> PASSAGE SHOWN:
— BEGIN —

# for you mk2 swap guys: my aeromotive stealth pump install



## smugfree3 (Feb 20, 2006)

doesnt seem like the mk2 forum is going to care:
so i needed a solution for fueling my 1.8t coupe (after months of daily driving at low boost while permanatly sorting out my awic setup). 
i really didnt feel like using some sort of inline and was begining to suspect my stock intank was getting tired. 
enter the aeromotive stealth pump:

as you can see, it is very close in size to the stock intank pump, but it flows 340lph
anyway, all you really have to do is use a short piece of fuel injection hose to connect the pump to the basket and solder up your pigtail. aeromotive provides you with two clamps, a short section of hose, the pigtail, filter sock, and noise reducing sleeve.
it all fits, heres a pic:

solder job:

once the basket is back together, you just drop it in the same as a stock pump. THEN, get under the car and remove the accumulator box and pump entirely. connect the return line to the return line with some hose and connect the feed line with your filter in the middle. make whatever kind of bracket you want here, its pretty straightforward.
and then your done!
obviously this isnt a step by step DIY, but honestly, you shouldnt need one. if you cant solder two wires, identify the polarities of the stock wires, and connect some hose, then i dont know what to tell you.

on the pros of this:
eliminate crappy 21 year old pumps and accumulator box.
none of the noise of an inline.
tons of horsepower potential in this pump.

possible con:
pickup issues? this i dont know yet, im above 1/4 tank but should find out soon. i have faith though, as the pickup touches the bottom of the tank just like the stock pump.

later on im gonna use a relay kit to power it instead of the stock wires. but im really not sure if its necessary. according to a graph provided in the instructions, the pump will only draw 15amps at my max boost of 25.

thats all. aeromotive doesnt list this as an application on their site, but as you can see, it really is


----------



## GRN6IX (Jan 2, 2003)

Nice work :thumbup:


----------



## TBT-Syncro (Apr 28, 2001)

i have an intank wallbro 255 set up similar (used the fox body mustang one). I'll do surge tank eventually. but its nice not having the fuel pump noise.


----------



## scott66 (Jul 5, 2003)

— END —

> TO-DO LIST:
1. In the pump install thread, why is the poster unsure that a relay kit is needed? Answer in one to three sentences.
2. According to the pump install thread, how much does the Aeromotive Stealth pump flow?
3. Reproduce the part of the pump install thread that opens with the words containing "doesnt seem like" and closes with "my awic setup).".

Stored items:
— BEGIN —

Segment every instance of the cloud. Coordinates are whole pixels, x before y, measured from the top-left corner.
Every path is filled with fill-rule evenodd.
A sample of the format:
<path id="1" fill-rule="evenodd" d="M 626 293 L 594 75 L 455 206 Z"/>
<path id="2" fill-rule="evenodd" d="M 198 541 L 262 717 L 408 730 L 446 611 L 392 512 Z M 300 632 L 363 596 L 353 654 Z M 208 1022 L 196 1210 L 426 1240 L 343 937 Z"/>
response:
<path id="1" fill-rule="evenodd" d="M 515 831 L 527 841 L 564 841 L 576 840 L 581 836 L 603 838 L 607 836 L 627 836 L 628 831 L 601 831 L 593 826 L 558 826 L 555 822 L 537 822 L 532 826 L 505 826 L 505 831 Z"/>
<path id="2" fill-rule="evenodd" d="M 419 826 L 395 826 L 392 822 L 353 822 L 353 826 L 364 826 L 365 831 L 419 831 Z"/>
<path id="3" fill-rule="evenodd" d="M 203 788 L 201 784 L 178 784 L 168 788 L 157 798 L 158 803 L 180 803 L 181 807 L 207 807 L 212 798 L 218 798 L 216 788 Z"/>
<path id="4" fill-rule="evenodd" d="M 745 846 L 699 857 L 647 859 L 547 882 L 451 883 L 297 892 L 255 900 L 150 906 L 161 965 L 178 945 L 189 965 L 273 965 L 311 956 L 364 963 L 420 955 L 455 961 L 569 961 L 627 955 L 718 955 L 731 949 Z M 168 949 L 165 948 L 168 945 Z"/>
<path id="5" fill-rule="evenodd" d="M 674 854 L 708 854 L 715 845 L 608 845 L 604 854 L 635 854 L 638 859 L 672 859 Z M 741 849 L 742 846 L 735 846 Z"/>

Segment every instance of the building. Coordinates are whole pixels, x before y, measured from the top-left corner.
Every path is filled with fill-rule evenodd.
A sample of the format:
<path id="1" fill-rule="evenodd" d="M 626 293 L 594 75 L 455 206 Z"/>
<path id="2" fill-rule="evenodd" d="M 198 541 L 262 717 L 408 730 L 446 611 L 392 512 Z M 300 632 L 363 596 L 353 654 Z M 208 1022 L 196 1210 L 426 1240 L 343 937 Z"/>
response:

— END —

> EXPECTED RESPONSES:
1. A graph in the instructions shows the pump drawing only 15 amps at the poster's max boost of 25, so the poster isn't sure a relay kit is necessary instead of the stock wires.

2. It flows 340lph.

3.
doesnt seem like the mk2 forum is going to care:
so i needed a solution for fueling my 1.8t coupe (after months of daily driving at low boost while permanatly sorting out my awic setup).